Rewrite the lines below as a numbered list, skipping blank lines and leaving out the pictures.

+ + +

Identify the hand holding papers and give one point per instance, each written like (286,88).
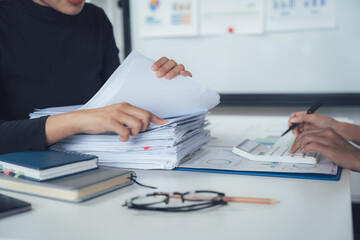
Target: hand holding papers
(134,82)
(182,101)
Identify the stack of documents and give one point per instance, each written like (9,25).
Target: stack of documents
(182,101)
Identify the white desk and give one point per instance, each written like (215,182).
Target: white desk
(308,209)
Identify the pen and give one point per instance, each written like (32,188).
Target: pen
(234,199)
(309,111)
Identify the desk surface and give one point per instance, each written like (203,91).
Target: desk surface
(308,209)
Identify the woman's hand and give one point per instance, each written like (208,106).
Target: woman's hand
(330,144)
(169,68)
(122,118)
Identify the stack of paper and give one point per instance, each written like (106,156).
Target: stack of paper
(182,101)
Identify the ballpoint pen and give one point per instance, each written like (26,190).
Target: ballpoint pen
(309,111)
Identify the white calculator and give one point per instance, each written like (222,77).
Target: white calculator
(253,150)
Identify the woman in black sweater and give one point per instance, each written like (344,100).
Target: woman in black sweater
(57,53)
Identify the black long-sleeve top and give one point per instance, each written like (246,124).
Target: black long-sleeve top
(48,59)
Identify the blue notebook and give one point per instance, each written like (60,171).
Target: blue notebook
(45,165)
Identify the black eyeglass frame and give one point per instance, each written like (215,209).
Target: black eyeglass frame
(201,203)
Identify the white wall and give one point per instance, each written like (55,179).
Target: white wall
(235,63)
(325,61)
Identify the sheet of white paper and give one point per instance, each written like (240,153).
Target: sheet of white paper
(136,83)
(223,158)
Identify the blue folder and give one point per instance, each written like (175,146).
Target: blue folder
(314,176)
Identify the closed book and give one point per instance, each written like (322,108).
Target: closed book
(45,165)
(73,188)
(10,206)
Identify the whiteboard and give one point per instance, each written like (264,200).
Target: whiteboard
(325,61)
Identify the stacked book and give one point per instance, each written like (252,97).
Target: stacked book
(182,101)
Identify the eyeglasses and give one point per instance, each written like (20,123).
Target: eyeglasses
(176,201)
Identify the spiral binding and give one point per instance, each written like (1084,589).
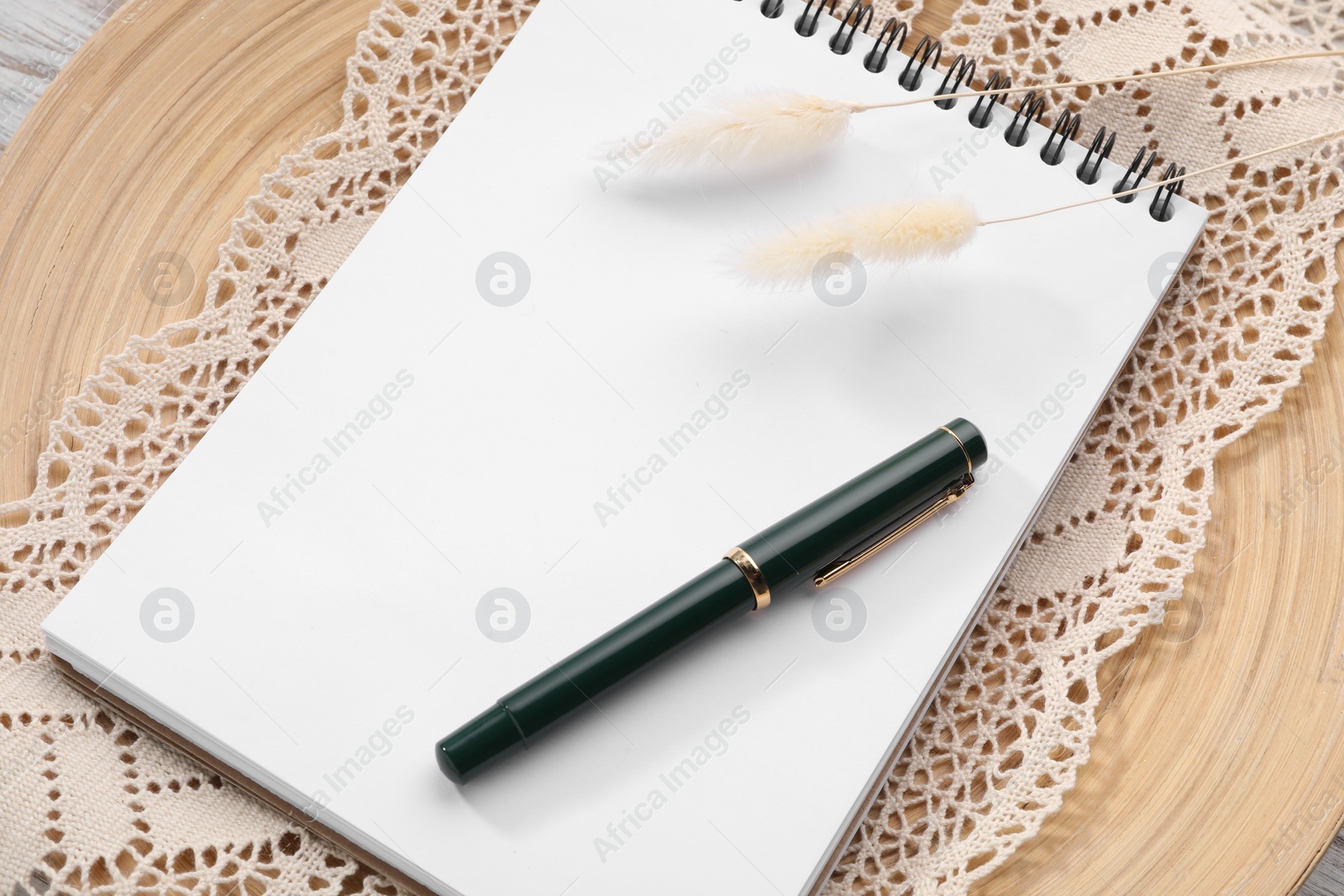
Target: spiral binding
(960,74)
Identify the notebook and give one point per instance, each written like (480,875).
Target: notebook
(534,401)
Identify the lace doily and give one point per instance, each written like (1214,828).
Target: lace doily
(92,802)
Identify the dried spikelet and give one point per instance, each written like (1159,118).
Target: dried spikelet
(750,128)
(877,234)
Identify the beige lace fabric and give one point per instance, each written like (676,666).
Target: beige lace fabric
(93,804)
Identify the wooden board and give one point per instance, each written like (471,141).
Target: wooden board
(1220,765)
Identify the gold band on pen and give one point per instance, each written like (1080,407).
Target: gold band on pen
(753,575)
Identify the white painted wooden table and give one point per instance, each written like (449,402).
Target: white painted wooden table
(38,38)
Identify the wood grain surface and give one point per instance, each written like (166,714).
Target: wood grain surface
(1220,762)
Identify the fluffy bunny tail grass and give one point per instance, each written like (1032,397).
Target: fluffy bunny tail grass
(911,231)
(878,234)
(750,129)
(790,259)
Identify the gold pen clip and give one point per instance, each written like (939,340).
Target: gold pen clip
(844,563)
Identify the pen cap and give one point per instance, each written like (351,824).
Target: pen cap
(477,745)
(867,504)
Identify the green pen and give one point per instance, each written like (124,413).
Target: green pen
(827,539)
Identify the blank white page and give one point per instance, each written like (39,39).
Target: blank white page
(449,446)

+ + +

> _Worked answer_:
1. Identify the hand holding papers and give one point per instance, each written like (286,88).
2. Target: hand holding papers
3. (134,82)
4. (182,101)
5. Identify the stack of documents and give one point per instance, each written like (9,25).
6. Target: stack of documents
7. (182,101)
8. Identify the white desk and give one point per instance, each written like (215,182).
9. Target: white desk
10. (308,209)
11. Identify the pen and give one point per instance, each written like (32,188).
12. Target: pen
13. (234,199)
14. (309,111)
15. Identify the desk surface and give one point per instance, each written like (203,91).
16. Target: desk surface
17. (308,209)
18. Identify the woman's hand and give one point per instance, each written like (208,106).
19. Target: woman's hand
20. (330,144)
21. (169,68)
22. (122,118)
23. Identify the stack of paper and give one point per instance, each written like (106,156).
24. Target: stack of paper
25. (182,101)
26. Identify the ballpoint pen and give one point per instance, each written like (26,190).
27. Target: ballpoint pen
28. (309,111)
29. Identify the white calculator and give one point per instance, each written like (222,77).
30. Target: white calculator
31. (253,150)
32. Identify the woman in black sweater and give one point per instance, each written like (344,100).
33. Target: woman in black sweater
34. (57,53)
35. Identify the black long-sleeve top and give one point per instance, each written like (246,124).
36. Target: black long-sleeve top
37. (48,59)
38. Identify the blue notebook and give one point per instance, each written like (60,171).
39. Target: blue notebook
40. (45,165)
41. Identify the black eyeglass frame and give one point per instance, each written like (215,209).
42. Target: black eyeglass frame
43. (201,203)
44. Identify the white wall and give one point per instance, each written like (55,179).
45. Target: white wall
46. (235,63)
47. (325,61)
48. Identify the sheet of white paper and give one point per instance, each written like (240,153).
49. Target: sheet of white paper
50. (136,83)
51. (223,158)
52. Identify the blue folder and give one point per instance, each written like (175,146).
53. Target: blue folder
54. (314,176)
55. Identify the closed book and give one point per instance, each written like (322,108).
56. Target: closed book
57. (45,165)
58. (73,188)
59. (10,206)
60. Identify the whiteboard and give one point per instance, each written like (264,200).
61. Target: whiteboard
62. (325,61)
63. Identify the stacked book and give one point per instance, each written like (252,97).
64. Target: stacked book
65. (182,101)
66. Identify the eyeglasses and give one point per instance, each written like (20,123).
67. Target: eyeglasses
68. (176,201)
69. Identify the spiral binding and give one point per instance, each written like (1084,589).
70. Target: spiral binding
71. (960,74)
72. Identify the notebook and give one point per instance, each written like (480,875).
73. Target: notebook
74. (534,401)
75. Identify the lace doily and give one point per instance, each written like (1214,828).
76. Target: lace doily
77. (92,802)
78. Identify the dried spikelet and give one point per instance, each written like (1159,118).
79. Target: dried spikelet
80. (750,128)
81. (877,234)
82. Identify the beige lace fabric and give one point per instance, each written like (676,666).
83. Target: beige lace fabric
84. (93,804)
85. Identify the wooden board and give one point per instance, each written like (471,141).
86. Target: wooden board
87. (1220,765)
88. Identify the gold band on pen and give one point per instance, each written like (1080,407).
89. Target: gold band on pen
90. (753,575)
91. Identify the white painted wooden table and give one point per instance, each written like (449,402).
92. Target: white painted wooden table
93. (38,38)
94. Identify the wood grain surface and give one point per instance, each written like (166,714).
95. Target: wood grain surface
96. (1220,762)
97. Identify the fluffy bunny tail grass and give one point per instance, each written like (1032,397).
98. Target: fluffy bunny tail grass
99. (911,231)
100. (878,234)
101. (750,129)
102. (790,259)
103. Identify the gold pen clip and give one point per instance, each written like (939,340).
104. Target: gold pen clip
105. (844,563)
106. Identify the pen cap and give one point per instance, each written like (351,824).
107. Target: pen cap
108. (477,745)
109. (867,504)
110. Identify the green pen and give one point per instance, each written like (124,413).
111. Target: green pen
112. (827,539)
113. Identify the blank white page and give one point per instance, each written like (39,39).
114. Target: blank white page
115. (449,446)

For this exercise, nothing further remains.